Chunky bowls with rough carving or gouges.

Tracy Mincer stopped making Custom-Bilt pipes in the early 1950s. The trademark was successively bought by Leonard Rodgers (1953), Consolidated Cigars (1968) and Wally Frank Co. (early 1970s). The later began to produce again his version of the pipe in 1974 or 1975 at Weber pipe factory (NJ). In 1987, the pipes were made out of the Butz-Choquin factory (France) and then Mexico until the late 1990s. Currently (2010), the Custombilt name is owned by Tobacalera of Spain which is part of Altadis.

It is generally admitted (but not proved) pipes stamped “Custom – Bilt” (with the hyphen) are from the Mincer era. The name might have changed from Custom-Bilt to Custombilt (without the hyphen) in 1946.

| Your goal |
Restate the Custom-Bilt pipe passage starting at "Chunky bowls with" and ending at "part of Altadis.", swapping "trademark" for "brand". Rely only on the Custom-Bilt pipe passage.

| Data segment |

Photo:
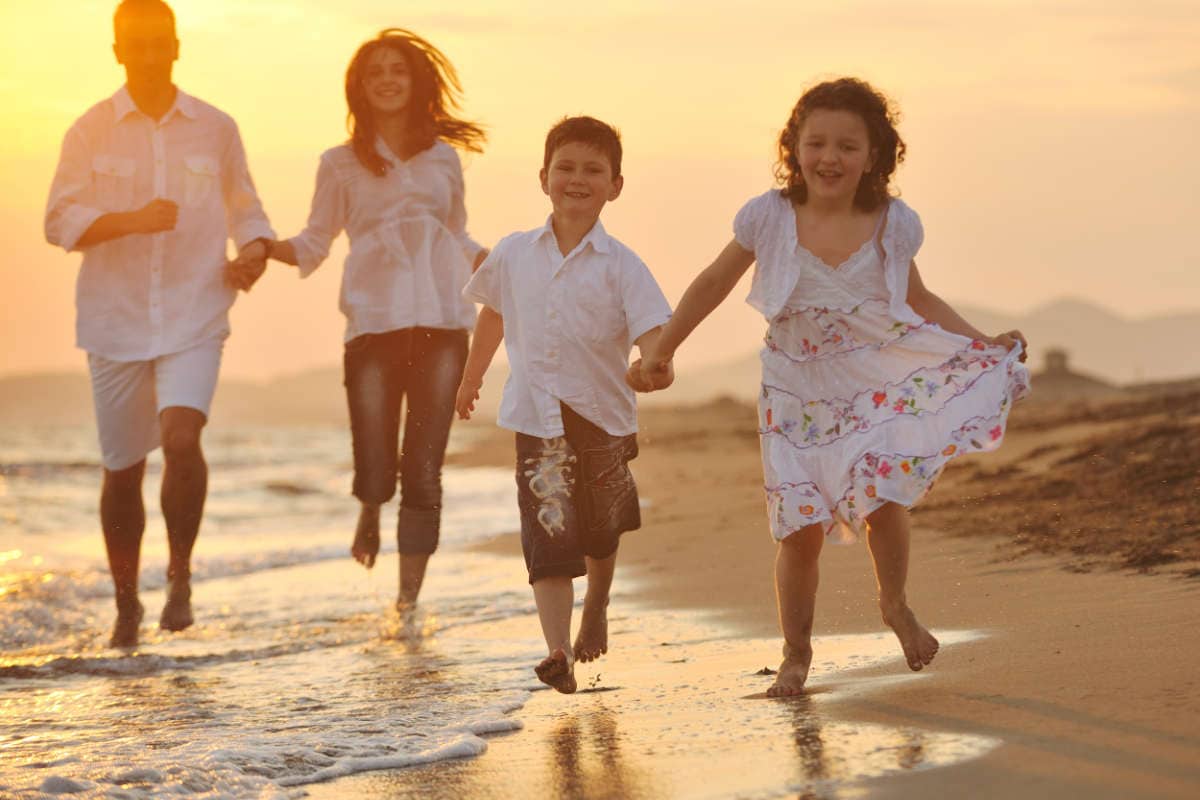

| In response |
Chunky bowls with rough carving or gouges.

Tracy Mincer stopped making Custom-Bilt pipes in the early 1950s. The brand was successively bought by Leonard Rodgers (1953), Consolidated Cigars (1968) and Wally Frank Co. (early 1970s). The later began to produce again his version of the pipe in 1974 or 1975 at Weber pipe factory (NJ). In 1987, the pipes were made out of the Butz-Choquin factory (France) and then Mexico until the late 1990s. Currently (2010), the Custombilt name is owned by Tobacalera of Spain which is part of Altadis.